▶ **Document section**:

_ _ _ _

The Legion of Honour was proposed by Napoleon Bonaparte to the First Council, to create a reward to commend civilians and soldiers who had served the Republic, promoted republican principles and French interests. The Legion would ensure political loyalty and unity among the new French Republic.
The first decorations were conferred in the anniversary of the Storming of the Bastille on July 14, 1804. They were awarded to French military personnel, wounded, and civilians who had served to the Republic cause during the Revolution period (1789-1798). On August 19, 1804 Napoleon awarded the Order by second time to Officers who were in command of the army gathered in Boulogne; around 2000 crosses were awarded that day.
Since its foundation, the reverse inscription has stood "HONNEUR ET PATRIE,” which translates to “Honour and Fatherland.” However the obverse inscription has changed as a reflect of political changes in France throughout its convoluted history.
Nowadays, it is the most prestigious decoration awarded within France.
Following the usual classification, in MB the Legion of Honour is divided into ten Types according to its design changes. Type I includes all the models of the First Empire (1804-1813); Type II includes the decorations of the First Restoration and Hundred Days (1814-1815); Type III includes the Legion during the Second Restoration (1816-1830); Type IV includes the Legion during the July Monarchy (1830-1848); Type V consists of the decoration of the Second Republic (1848-1851); Type VI consists of “La Presidence” model (1851-1852); Type VII consists of the decoration during the Second Empire (1852-1870); Type VIII, IX, and X consist of the decorations of the Third, Fourth, and Fifth Republics, respectively.
During the First Empire (1804-1813), the following features are known; the “Large Head” model features a large facing-right portrait of Napoleon on the obverse, together with a facing-left eagle figure on the reverse medallion; the “Small Head” model features a small facing-right portrait of Napoleon on the obverse, together with a facing-left eagle figure on the reverse; the second “Small Head” model features a medium facing-right portrait of Napoleon on the obverse, together with a large facing-right eagle figure on the reverse; finally, the “Biennais” model features a large facing-right portrait of Napoleon with enameled laurel crown on the obverse, together with a facing-left eagle on the reverse medallion.

_ _ _ _

▶ **Jobs**:
**1)** Reproduce the Legion of Honour passage word for word, starting with "Since its foundation, the" and going on through "awarded within France.".
**2)** Answer these questions using the Legion of Honour passage:
(a) On what date were the first decorations conferred?
(b) What is the English translation of the reverse inscription?
(c) Which Type covers the decoration during the Second Empire?

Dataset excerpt
_ _ _ _

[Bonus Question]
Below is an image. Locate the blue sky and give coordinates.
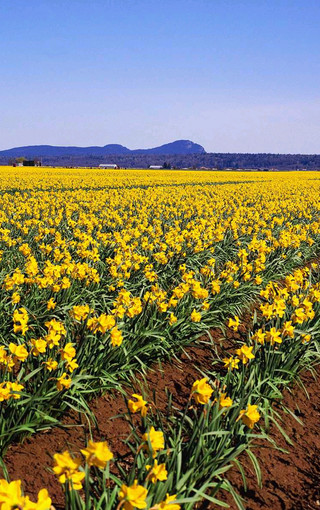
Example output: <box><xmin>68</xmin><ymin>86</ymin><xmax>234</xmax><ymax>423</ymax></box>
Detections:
<box><xmin>0</xmin><ymin>0</ymin><xmax>320</xmax><ymax>153</ymax></box>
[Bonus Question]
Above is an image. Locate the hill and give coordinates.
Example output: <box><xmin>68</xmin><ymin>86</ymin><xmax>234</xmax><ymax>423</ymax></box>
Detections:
<box><xmin>0</xmin><ymin>140</ymin><xmax>206</xmax><ymax>158</ymax></box>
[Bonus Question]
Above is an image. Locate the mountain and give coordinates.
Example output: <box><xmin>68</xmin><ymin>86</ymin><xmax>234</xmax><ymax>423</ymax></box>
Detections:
<box><xmin>0</xmin><ymin>140</ymin><xmax>206</xmax><ymax>158</ymax></box>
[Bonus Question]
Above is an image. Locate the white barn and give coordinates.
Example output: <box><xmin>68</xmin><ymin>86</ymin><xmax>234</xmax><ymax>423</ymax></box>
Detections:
<box><xmin>99</xmin><ymin>163</ymin><xmax>119</xmax><ymax>169</ymax></box>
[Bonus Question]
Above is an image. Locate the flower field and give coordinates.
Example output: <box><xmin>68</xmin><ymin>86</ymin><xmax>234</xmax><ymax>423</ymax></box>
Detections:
<box><xmin>0</xmin><ymin>167</ymin><xmax>320</xmax><ymax>510</ymax></box>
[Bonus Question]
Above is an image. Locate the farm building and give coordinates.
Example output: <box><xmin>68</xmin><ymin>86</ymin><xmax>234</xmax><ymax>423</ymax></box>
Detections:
<box><xmin>99</xmin><ymin>163</ymin><xmax>119</xmax><ymax>169</ymax></box>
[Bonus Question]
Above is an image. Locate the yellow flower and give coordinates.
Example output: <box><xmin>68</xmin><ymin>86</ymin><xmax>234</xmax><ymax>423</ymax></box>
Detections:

_ _ _ _

▶ **Task answers**:
**1)**
Since its foundation, the reverse inscription has stood "HONNEUR ET PATRIE,” which translates to “Honour and Fatherland.” However the obverse inscription has changed as a reflect of political changes in France throughout its convoluted history.
Nowadays, it is the most prestigious decoration awarded within France.

**2)**
(a) July 14, 1804
(b) "Honour and Fatherland"
(c) Type VII